- **Consignes de l'exercice**
Recopiez mot pour mot le passage du texte sur Henry Miller qui commence par « Et Miller, je » et se termine par « les années 30. ».

**** Texte à analyser

Ce que Henry Miller peut faire pour vous

Ça m’a pris un moment avant de devenir chum avec Henry Miller. J’ai essayé deux fois Black Spring, sans succès. J’arrêtais après trente pages. Le Doc (et beaucoup d’autres) le tenaient pour un auteur clef. J’avoue que la peer pressure était forte. Durant mes premières tentatives d’infiltrations au cœur de l’impressionnisme étourdissant de Black Spring, je cherchais en vain cette fascination qu’ils avaient tous, je voulais me livrer à la contagion sans pourtant choper la fièvre.
J’ai dû attendre Tropique du Cancer. Là, Miller m’a mordu. Ensuite, je suis retourné à Black Spring (Printemps noir, faudrait dire, car comme l’autre, je l’ai lu en français) et je l’ai bouffé tout cru. Je me suis plongé dans Tropique du Capricorne, en anglais cette fois, parce que vous ne le croirez pas, Miller est fuckin plus limpide dans sa langue à lui. Là, je suis assez creux dans Sexus, le premier des trois tomes de sa Crucifixion (en rose), sa Recherche du temps perdu, le témoignage de sa mutation, sa révélation – mettons ; le témoignage résolu qu’il se ferait écrivain et rien d’autre.  
Et Miller, je le préfère franchement à son succédané québécois qui hante les cocktails littéraires coiffé de son feutre, connu pour ce qu’il a écrit dans les années 80, choses qu’on aurait dû – ici – écrire dans les années 60, choses que Miller avait déjà écrites dans les années 30.

Si vous cherchez un excellent remède contre l’amertume que tout créateur finit (ou commence) par connaître, lisez Miller. En plus de vous crissez la claque que vous attendiez, il vous remettra tout ça en perspective. Qu’est-ce qu’on veut tirer de la vocation d’écrivain? Écrire pour Ramdam et flasher dans les 5 à 7, fier de dire que c’est avec sa plume qu’on met du beurre sur son pain? Ou écrire quelque chose, lentement, à son rythme, quelque chose qu’on trouve profondément valable et qu’au moins une personne ensuite trouvera valable? Y’a eu cette période spéciale, l’âge d’or du roman, qui s’est enflée des années 1820-30 jusqu’aux années, disons, 60-70, qui nous a fait croire à la carrière de l’écrivain*. Ensuite, y’a eu le cinéma qui s’est substitué à tout ça. Les écrivains sont devenus des writers. Et là, on s’éloigne de Miller.
En fait, lorsque Miller s’est dit qu’il voulait être écrivain, il ne pensait pas en termes de carrière, ni en termes de contrats d’édition; il voulait simplement écrire. Il avait une mission.

********
**** Données affichées

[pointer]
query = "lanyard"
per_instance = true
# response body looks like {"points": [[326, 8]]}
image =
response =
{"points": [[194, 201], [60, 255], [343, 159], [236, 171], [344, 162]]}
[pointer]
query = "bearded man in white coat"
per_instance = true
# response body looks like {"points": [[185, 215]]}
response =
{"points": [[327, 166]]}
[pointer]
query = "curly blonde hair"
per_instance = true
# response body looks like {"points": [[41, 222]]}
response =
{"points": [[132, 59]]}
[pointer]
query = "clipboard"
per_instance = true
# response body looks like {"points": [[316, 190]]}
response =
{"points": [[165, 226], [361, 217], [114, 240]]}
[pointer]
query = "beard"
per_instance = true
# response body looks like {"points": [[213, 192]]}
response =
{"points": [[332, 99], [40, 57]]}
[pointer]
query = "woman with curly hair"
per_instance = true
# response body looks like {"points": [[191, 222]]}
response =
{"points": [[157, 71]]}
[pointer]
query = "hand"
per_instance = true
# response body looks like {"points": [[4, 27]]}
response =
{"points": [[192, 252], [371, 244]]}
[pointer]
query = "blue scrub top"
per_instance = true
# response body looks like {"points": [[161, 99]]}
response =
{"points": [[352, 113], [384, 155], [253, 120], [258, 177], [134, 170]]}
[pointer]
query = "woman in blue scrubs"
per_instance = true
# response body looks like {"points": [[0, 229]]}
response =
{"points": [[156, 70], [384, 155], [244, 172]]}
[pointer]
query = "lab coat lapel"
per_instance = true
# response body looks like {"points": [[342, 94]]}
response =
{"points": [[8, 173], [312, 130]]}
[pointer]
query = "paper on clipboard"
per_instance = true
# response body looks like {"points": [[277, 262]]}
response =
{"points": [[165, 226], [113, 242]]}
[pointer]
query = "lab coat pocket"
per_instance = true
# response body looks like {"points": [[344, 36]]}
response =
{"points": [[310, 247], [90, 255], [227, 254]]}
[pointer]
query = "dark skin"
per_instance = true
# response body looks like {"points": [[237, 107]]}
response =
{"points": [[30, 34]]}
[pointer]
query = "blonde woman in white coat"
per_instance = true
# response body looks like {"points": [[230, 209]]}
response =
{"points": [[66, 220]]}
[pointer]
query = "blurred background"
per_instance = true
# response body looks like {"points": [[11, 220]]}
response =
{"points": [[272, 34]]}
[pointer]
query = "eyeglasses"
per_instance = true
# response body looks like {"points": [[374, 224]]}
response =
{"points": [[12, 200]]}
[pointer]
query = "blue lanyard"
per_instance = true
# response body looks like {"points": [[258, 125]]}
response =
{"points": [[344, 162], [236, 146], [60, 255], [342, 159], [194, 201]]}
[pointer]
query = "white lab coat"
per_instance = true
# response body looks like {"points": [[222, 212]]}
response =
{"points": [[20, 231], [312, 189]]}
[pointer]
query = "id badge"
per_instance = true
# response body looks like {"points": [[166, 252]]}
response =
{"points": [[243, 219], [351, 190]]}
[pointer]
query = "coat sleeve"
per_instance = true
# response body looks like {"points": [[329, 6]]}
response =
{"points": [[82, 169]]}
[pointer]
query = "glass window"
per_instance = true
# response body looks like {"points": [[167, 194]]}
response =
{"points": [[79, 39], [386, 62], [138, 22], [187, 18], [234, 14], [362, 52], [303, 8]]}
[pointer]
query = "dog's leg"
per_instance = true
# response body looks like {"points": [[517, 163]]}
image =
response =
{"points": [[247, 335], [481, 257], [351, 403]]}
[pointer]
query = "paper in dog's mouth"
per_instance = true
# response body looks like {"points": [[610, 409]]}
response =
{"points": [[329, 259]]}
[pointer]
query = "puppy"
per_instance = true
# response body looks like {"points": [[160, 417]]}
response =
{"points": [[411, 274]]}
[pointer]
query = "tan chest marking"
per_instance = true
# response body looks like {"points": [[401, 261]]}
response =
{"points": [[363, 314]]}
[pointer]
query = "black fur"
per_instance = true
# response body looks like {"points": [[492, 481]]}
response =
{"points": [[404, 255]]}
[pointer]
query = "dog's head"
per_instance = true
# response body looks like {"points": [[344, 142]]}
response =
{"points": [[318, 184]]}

********

- **Réponse**
Et Miller, je le préfère franchement à son succédané québécois qui hante les cocktails littéraires coiffé de son feutre, connu pour ce qu’il a écrit dans les années 80, choses qu’on aurait dû – ici – écrire dans les années 60, choses que Miller avait déjà écrites dans les années 30.